John Thiesen is archivist at the Mennonite Library and Archives and co-director of libraries at Bethel College in North Newton, Kansas.

Samuel S. Haury (1847-1929) was the first missionary sent out by a North American Mennonite denomination, working among Arapaho and Cheyenne people in what is now Oklahoma, starting in 1880. His mission career lasted only seven years, however, ending in scandal in 1887. The end of Haury’s career has only been publicly known in vague generalities. The most specific explanation is found in Lois Barrett’s 1983 history of General Conference Mennonite Church (GCMC) home missions, where she says Haury resigned because of “his sexual indiscretion with another missionary at Cantonment.’1

The archival record does actually allow for a bit fuller explanation. Haury was located at Cantonment, Indian Territory, where the GCMC had a school for Cheyenne and Arapaho children. Haury was in charge of all the Cheyenne-Arapaho mission activities. Another missionary, Heinrich R. Voth, was located at Darlington, where Haury had started the first Mennonite mission school several years earlier. In a letter of May 14, 1887, from Haury to Voth, Haury says, “C. Krehbiel [chair of the mission board] has already informed you of my approaching departure from the mission, and of the sad cause, brought about by my own conduct and fault. The consequences are terrible. My heart is shattered. Pray for a deeply fallen one.’2

A week later, May 21, there is another letter to Voth: “Our departure is not yet specified. I expected to get my dismissal in today’s mail but it did not come. I hope that it will come soon. It would be best under these circumstances to leave tomorrow. But we will hardly be able to get away by the first of June.’3

The timeline of events seems a little muddied, however, since a letter also dated May 21, 1887, from Haury to the mission board, says: “I write these lines in deep shame and humiliation. I have already given the president of the board verbally and the secretary in written form my confession of my deep fall. . . . My deep fall consists of marital infidelity with Christina Hirschler, sister of my dear wife, so that she is already about 6 months pregnant.’4 This letter circulated among the members of the mission board, scattered from Kansas to Pennsylvania, through at least June 10.

SHORT EXERCISE 1:
Give only the number of lines in the rows that contain the string "headlight".
The rows below are unrelated to the passage above.

DATASET ROWS:
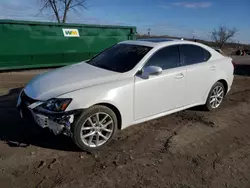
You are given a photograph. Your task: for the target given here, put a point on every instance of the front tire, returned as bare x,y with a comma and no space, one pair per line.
215,96
95,128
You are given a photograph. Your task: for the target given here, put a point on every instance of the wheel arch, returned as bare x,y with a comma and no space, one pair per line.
225,84
115,110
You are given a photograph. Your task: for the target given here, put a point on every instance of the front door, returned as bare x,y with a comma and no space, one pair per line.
164,92
199,73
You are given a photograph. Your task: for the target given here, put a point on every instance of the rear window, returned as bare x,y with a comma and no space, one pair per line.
120,57
193,54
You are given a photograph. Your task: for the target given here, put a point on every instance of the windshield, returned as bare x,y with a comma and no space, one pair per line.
120,57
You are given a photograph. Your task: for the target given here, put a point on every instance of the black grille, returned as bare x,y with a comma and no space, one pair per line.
27,100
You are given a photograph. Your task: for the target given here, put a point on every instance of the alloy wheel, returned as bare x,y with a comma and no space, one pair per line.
97,129
216,97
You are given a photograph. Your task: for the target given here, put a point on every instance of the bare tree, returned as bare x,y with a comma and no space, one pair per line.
222,35
60,8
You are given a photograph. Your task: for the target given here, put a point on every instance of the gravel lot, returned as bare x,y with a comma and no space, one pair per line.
188,149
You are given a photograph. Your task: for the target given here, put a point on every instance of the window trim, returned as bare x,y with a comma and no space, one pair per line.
182,57
179,64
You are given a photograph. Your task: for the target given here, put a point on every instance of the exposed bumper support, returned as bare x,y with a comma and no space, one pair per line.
58,123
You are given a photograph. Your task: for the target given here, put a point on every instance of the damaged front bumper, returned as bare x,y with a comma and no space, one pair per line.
57,122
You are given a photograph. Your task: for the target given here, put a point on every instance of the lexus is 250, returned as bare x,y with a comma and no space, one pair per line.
129,83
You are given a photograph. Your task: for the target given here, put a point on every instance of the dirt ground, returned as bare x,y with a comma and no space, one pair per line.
188,149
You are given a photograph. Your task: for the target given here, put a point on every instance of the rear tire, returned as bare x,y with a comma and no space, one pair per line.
95,128
215,97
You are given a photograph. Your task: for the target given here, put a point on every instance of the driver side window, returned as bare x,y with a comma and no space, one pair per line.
166,58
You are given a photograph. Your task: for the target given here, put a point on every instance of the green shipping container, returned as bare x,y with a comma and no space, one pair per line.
27,44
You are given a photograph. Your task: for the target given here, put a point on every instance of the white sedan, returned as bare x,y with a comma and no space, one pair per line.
126,84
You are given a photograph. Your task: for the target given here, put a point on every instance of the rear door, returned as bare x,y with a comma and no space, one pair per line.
200,72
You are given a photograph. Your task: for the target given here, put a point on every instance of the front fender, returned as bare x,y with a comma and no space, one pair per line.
118,94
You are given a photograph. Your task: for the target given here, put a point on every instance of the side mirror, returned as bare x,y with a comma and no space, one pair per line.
151,70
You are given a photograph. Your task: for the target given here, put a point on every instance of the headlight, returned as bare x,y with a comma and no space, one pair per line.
56,105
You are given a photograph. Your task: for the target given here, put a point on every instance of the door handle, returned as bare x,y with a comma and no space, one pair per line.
212,68
179,76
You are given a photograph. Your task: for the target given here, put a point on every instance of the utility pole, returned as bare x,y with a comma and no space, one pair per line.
149,32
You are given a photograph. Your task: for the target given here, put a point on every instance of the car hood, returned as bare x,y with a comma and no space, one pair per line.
69,78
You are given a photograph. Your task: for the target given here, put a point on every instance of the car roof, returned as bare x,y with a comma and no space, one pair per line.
154,42
162,42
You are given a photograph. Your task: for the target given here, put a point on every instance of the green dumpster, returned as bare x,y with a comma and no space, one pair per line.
27,44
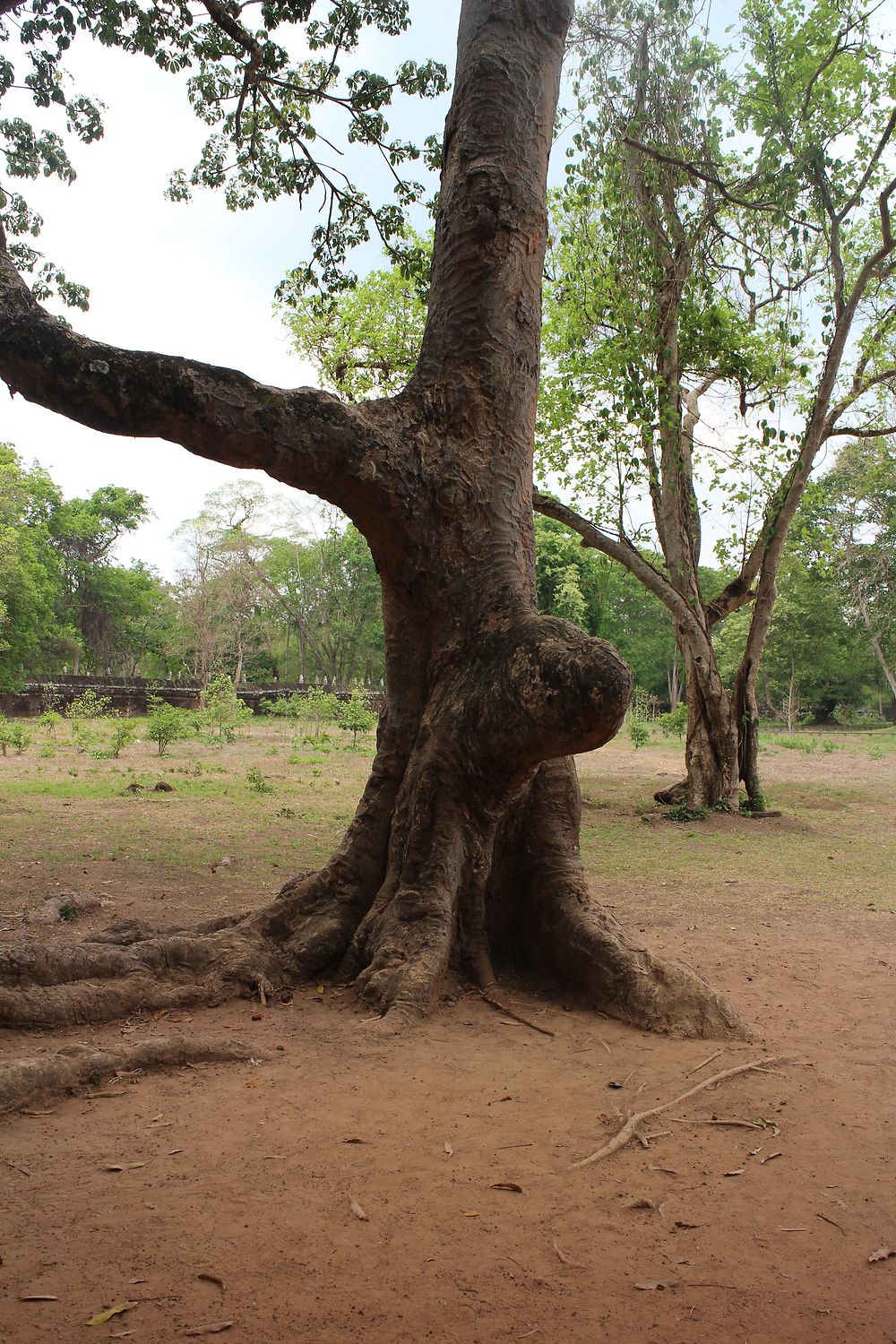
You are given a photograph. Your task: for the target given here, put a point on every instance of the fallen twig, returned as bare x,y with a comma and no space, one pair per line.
524,1021
27,1081
707,1061
630,1126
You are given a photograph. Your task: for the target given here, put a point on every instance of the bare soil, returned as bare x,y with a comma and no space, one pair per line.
249,1172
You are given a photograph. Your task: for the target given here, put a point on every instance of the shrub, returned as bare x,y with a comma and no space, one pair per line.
638,731
357,714
50,720
89,706
675,722
223,712
13,737
167,723
322,706
83,737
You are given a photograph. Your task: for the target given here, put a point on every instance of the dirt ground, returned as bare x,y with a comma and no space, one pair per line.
253,1175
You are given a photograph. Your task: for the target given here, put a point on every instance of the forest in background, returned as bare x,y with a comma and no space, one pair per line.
261,599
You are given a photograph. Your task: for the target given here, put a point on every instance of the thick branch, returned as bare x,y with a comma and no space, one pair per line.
303,437
622,551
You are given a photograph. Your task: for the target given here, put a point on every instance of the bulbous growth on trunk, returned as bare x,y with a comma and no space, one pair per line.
463,849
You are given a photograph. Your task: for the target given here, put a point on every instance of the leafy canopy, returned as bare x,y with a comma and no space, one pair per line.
271,81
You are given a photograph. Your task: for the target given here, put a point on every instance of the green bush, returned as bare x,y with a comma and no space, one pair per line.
13,737
638,731
167,723
675,722
83,738
223,712
357,715
89,706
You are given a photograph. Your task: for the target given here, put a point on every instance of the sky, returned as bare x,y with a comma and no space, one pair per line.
190,280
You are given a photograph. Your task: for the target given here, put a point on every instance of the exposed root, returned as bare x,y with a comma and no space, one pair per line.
622,978
30,1081
511,1012
632,1125
113,975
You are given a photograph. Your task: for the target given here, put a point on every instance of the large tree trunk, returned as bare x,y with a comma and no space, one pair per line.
465,843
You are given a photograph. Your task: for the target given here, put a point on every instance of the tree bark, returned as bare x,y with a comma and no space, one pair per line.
465,841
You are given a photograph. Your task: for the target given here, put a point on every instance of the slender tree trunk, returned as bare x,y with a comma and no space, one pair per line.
874,642
673,679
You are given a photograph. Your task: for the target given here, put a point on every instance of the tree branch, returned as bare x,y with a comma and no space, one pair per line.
855,432
622,551
303,437
702,174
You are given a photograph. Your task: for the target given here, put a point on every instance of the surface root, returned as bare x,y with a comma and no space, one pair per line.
35,1080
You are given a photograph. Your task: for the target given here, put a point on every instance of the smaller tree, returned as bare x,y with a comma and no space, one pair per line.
166,723
357,715
223,712
852,518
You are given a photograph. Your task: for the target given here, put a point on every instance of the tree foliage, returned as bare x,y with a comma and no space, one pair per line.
268,115
723,249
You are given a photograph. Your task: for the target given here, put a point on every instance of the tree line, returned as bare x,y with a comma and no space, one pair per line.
260,601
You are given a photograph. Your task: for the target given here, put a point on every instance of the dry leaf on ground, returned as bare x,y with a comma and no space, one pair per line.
112,1311
212,1279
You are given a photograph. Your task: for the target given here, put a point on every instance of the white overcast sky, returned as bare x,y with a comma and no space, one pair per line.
180,279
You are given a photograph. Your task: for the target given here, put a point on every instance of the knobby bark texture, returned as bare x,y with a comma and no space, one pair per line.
463,849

SHORT EXERCISE 2:
In the passage, where was the missionary Heinrich R. Voth located?

EXPECTED OUTPUT 1:
1

EXPECTED OUTPUT 2:
At Darlington